-- start of Provided records --

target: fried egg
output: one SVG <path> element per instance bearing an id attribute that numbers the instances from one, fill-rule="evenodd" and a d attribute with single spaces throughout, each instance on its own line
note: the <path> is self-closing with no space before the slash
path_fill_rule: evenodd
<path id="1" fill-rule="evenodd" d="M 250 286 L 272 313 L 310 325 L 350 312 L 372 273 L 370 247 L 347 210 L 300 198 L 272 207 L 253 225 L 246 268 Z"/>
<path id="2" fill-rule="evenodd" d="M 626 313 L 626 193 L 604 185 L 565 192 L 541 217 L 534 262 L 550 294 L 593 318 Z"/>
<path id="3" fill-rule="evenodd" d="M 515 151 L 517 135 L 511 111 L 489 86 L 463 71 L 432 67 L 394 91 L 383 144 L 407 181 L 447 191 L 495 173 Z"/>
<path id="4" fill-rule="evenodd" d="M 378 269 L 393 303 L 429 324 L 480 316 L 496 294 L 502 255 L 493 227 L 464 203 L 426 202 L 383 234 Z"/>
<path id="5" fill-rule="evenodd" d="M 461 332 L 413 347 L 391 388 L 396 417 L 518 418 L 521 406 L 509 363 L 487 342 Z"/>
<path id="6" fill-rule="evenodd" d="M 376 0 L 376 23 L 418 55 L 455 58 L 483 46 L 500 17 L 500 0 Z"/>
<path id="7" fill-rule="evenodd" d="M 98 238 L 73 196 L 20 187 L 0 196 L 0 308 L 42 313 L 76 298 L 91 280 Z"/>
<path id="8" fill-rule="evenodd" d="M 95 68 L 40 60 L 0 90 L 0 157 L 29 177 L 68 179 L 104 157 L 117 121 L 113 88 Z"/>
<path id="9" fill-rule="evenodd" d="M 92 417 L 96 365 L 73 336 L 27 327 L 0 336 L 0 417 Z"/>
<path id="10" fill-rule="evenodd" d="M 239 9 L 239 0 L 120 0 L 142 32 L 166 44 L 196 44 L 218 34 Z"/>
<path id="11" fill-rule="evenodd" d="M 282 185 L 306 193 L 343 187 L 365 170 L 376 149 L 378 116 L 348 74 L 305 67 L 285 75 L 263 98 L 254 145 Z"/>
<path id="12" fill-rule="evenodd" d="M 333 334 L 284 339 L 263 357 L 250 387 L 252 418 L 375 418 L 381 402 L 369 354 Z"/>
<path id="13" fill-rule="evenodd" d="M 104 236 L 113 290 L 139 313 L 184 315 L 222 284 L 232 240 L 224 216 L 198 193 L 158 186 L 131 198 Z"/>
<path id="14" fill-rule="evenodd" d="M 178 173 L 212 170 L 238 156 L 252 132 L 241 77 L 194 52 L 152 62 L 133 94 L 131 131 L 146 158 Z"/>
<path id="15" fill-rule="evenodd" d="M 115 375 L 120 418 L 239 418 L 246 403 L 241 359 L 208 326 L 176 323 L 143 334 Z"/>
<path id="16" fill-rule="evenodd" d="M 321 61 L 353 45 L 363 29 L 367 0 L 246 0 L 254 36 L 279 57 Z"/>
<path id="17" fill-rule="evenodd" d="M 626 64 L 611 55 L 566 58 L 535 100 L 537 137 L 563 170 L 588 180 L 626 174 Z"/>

-- end of Provided records --

◆ What is asked
Revise the records above so that "fried egg" becomes "poached egg", and leave every other part unchanged.

◆ Correct answer
target: poached egg
output: one SVG <path> element per instance bearing an id attribute that numbers the instances from one, fill-rule="evenodd" and a d attribute with single spaces throughout, each instance on its own line
note: the <path> is self-closing with no space before the slash
path_fill_rule: evenodd
<path id="1" fill-rule="evenodd" d="M 250 286 L 272 313 L 310 325 L 350 312 L 372 273 L 370 247 L 347 210 L 300 198 L 272 207 L 253 225 L 246 268 Z"/>
<path id="2" fill-rule="evenodd" d="M 626 313 L 626 193 L 604 185 L 565 192 L 541 217 L 534 262 L 550 294 L 593 318 Z"/>
<path id="3" fill-rule="evenodd" d="M 515 151 L 517 135 L 511 111 L 489 86 L 463 71 L 432 67 L 394 91 L 383 144 L 407 181 L 447 191 L 495 173 Z"/>
<path id="4" fill-rule="evenodd" d="M 378 269 L 393 303 L 429 324 L 480 316 L 496 294 L 502 255 L 493 227 L 464 203 L 426 202 L 383 234 Z"/>
<path id="5" fill-rule="evenodd" d="M 461 332 L 413 347 L 391 388 L 396 417 L 518 418 L 521 406 L 509 363 L 487 342 Z"/>
<path id="6" fill-rule="evenodd" d="M 376 0 L 376 23 L 418 55 L 455 58 L 483 46 L 500 17 L 500 0 Z"/>
<path id="7" fill-rule="evenodd" d="M 98 238 L 73 196 L 20 187 L 0 196 L 0 308 L 42 313 L 76 298 L 91 280 Z"/>
<path id="8" fill-rule="evenodd" d="M 95 68 L 40 60 L 0 90 L 0 157 L 29 177 L 68 179 L 104 157 L 117 121 L 113 88 Z"/>
<path id="9" fill-rule="evenodd" d="M 92 417 L 96 365 L 73 336 L 27 327 L 0 336 L 0 417 Z"/>
<path id="10" fill-rule="evenodd" d="M 239 9 L 239 0 L 120 0 L 142 32 L 166 44 L 196 44 L 218 34 Z"/>
<path id="11" fill-rule="evenodd" d="M 282 185 L 306 193 L 343 187 L 365 170 L 376 149 L 378 116 L 348 74 L 305 67 L 285 75 L 263 98 L 254 145 Z"/>
<path id="12" fill-rule="evenodd" d="M 333 334 L 284 339 L 263 357 L 250 387 L 252 418 L 375 418 L 381 402 L 369 354 Z"/>
<path id="13" fill-rule="evenodd" d="M 104 236 L 113 290 L 139 313 L 184 315 L 222 284 L 232 240 L 224 216 L 198 193 L 158 186 L 131 198 Z"/>
<path id="14" fill-rule="evenodd" d="M 178 173 L 212 170 L 238 156 L 252 132 L 241 77 L 194 52 L 152 62 L 133 94 L 131 131 L 146 158 Z"/>
<path id="15" fill-rule="evenodd" d="M 115 375 L 120 418 L 239 418 L 246 403 L 241 359 L 208 326 L 176 323 L 143 334 Z"/>
<path id="16" fill-rule="evenodd" d="M 321 61 L 353 45 L 363 29 L 367 0 L 246 0 L 254 36 L 279 57 Z"/>
<path id="17" fill-rule="evenodd" d="M 626 64 L 611 55 L 566 58 L 535 100 L 537 137 L 563 170 L 588 180 L 626 174 Z"/>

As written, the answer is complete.